**READING TEXT**
============================================================

It was after a week or so that I had been lulled into a false sense of sleeping utopia when I was instantly awoken around 5:00 a.m. For illustration purposes: I was sleeping on my stomach, mummy zipped up to my neck, arms down to my side when—and this is a big holy shit WHEN—-I woke up with an unmistakable feeling of something inside my sleeping bag, crawling over my ass. My bare ass mind you. I’m pretty sure my body did an involuntary jolt and I felt that something run up my bare back to my shoulder blades.

I tried to pull a Superman. You know, when he bursts out of his street clothes, shredding them to bits and  flies off into the sky. Cept’ it was me, mummified and trapped in a cozy warm tomb with SOMETHING that suddenly became just as alarmed as me running around on my back. I jolted, I twitched. I convulsed. I swirled and twirled. I may have even dropped a few vocal F-bombs……As the IT clawed me, I clawed for my mummy ripcord.

As soon as I escaped the tomb of terror, I fled to the corner of my tent, grabbed my flashlight and looked for the nasty little invader. And there, under the bright glare of my maglite, I spotted a mouse. Now, under normal circumstances I don’t have anything against mice, no irrational phobia, no heebie jeebies……but at 5 a.m. discovering one crawling over my bare ass in my sleeping bag flipped some sort of switch in my mind and it was GAME ON!.  I’ll just say, it became boot against one springy little mouse bastard. Those things can jump and spring and fling and run!

============================================================

**CHALLENGE**
Repeat word for word the part of the sleeping-bag story that opens with the words containing "As soon as I" and closes with "fling and run!". The records bear no relation to the sleeping-bag story.

**Coordinate-labeling data**
============================================================

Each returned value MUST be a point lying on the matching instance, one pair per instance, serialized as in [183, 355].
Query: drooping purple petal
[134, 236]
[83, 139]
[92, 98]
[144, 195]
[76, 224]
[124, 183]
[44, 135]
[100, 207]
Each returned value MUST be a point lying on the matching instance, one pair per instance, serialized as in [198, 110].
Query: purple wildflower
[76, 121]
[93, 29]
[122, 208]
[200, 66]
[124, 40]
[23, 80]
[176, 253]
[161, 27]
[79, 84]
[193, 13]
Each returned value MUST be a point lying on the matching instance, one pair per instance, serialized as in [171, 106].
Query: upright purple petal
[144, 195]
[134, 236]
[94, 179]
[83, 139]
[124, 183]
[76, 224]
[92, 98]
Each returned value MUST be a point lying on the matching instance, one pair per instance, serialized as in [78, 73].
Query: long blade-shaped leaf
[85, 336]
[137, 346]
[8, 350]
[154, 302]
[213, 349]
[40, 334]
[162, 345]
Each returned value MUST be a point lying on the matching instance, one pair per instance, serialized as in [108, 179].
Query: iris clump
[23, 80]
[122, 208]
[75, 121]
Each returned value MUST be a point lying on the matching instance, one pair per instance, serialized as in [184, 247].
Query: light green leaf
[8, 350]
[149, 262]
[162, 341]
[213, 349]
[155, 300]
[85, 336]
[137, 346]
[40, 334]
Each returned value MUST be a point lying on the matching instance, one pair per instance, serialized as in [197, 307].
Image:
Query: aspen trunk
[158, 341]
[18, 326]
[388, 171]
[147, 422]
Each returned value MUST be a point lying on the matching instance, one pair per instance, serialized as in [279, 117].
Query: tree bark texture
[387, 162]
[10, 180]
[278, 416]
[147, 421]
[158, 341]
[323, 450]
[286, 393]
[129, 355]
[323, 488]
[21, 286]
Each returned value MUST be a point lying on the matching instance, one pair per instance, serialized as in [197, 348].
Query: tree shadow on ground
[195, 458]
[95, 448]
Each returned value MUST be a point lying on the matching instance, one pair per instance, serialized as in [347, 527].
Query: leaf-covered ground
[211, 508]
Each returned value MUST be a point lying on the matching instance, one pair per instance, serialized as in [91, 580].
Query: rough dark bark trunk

============================================================

**COMPLETE ANSWER**
As soon as I escaped the tomb of terror, I fled to the corner of my tent, grabbed my flashlight and looked for the nasty little invader. And there, under the bright glare of my maglite, I spotted a mouse. Now, under normal circumstances I don’t have anything against mice, no irrational phobia, no heebie jeebies……but at 5 a.m. discovering one crawling over my bare ass in my sleeping bag flipped some sort of switch in my mind and it was GAME ON!.  I’ll just say, it became boot against one springy little mouse bastard. Those things can jump and spring and fling and run!